___ RECORDS PROVIDED

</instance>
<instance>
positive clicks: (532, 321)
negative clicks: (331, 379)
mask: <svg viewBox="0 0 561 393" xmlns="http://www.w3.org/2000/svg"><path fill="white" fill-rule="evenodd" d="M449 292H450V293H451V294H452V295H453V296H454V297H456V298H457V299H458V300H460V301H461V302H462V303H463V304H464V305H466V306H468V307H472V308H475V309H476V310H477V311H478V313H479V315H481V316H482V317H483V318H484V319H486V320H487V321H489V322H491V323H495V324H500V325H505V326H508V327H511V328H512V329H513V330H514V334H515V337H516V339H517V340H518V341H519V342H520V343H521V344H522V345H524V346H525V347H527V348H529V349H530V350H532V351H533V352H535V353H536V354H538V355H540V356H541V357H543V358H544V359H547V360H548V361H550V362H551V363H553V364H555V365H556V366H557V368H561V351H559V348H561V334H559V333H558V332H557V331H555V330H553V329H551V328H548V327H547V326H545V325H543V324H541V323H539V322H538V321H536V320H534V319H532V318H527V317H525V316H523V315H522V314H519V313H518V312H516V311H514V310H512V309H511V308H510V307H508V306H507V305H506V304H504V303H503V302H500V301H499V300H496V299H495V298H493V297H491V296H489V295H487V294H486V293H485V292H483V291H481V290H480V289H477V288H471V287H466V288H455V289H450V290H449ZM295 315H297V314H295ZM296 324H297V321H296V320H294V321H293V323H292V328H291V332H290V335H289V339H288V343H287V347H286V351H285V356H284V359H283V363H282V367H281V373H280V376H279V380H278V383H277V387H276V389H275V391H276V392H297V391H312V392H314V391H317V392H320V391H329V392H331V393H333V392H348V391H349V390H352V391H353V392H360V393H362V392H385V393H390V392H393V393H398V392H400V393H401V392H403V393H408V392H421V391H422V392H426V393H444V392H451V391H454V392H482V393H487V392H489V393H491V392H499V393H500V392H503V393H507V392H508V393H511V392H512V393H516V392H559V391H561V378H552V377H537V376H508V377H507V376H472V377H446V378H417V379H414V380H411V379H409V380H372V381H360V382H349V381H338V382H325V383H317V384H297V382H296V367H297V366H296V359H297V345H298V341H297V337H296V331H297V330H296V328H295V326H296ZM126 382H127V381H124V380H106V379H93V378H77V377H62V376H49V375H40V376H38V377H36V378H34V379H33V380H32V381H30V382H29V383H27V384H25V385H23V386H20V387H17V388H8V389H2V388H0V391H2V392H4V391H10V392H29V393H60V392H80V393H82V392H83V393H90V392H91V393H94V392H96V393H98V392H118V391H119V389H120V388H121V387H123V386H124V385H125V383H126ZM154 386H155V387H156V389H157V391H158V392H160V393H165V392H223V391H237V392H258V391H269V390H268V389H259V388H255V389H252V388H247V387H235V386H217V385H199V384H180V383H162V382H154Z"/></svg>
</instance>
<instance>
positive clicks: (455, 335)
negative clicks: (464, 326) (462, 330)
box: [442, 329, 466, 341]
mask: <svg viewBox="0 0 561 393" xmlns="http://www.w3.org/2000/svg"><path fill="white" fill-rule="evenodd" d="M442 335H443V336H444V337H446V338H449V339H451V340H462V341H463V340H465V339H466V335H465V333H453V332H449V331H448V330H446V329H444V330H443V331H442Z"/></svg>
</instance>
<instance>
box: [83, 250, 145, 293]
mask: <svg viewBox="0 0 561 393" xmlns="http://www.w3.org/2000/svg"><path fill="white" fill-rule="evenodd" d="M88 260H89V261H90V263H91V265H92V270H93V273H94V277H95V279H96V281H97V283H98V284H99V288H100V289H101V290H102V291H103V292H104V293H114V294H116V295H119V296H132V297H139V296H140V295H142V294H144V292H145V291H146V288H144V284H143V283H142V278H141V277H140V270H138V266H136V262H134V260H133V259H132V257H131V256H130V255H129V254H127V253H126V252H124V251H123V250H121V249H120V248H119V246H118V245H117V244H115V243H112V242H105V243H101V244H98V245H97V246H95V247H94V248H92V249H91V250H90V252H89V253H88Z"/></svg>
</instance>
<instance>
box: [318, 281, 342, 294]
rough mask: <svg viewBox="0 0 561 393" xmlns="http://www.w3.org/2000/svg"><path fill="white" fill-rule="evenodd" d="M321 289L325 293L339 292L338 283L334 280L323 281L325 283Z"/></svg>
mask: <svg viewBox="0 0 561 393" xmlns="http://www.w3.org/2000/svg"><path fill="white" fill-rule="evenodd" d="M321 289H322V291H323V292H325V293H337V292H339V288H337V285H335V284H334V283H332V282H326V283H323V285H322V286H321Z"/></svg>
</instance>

______

● YOUR GOAL
Switch "positive clicks" to "foreground clicks" in the listing, starting with its first line and going on through the line with "negative clicks: (331, 379)". Return only those lines, otherwise unchanged.

● RESPONSE
</instance>
<instance>
foreground clicks: (532, 321)
negative clicks: (331, 379)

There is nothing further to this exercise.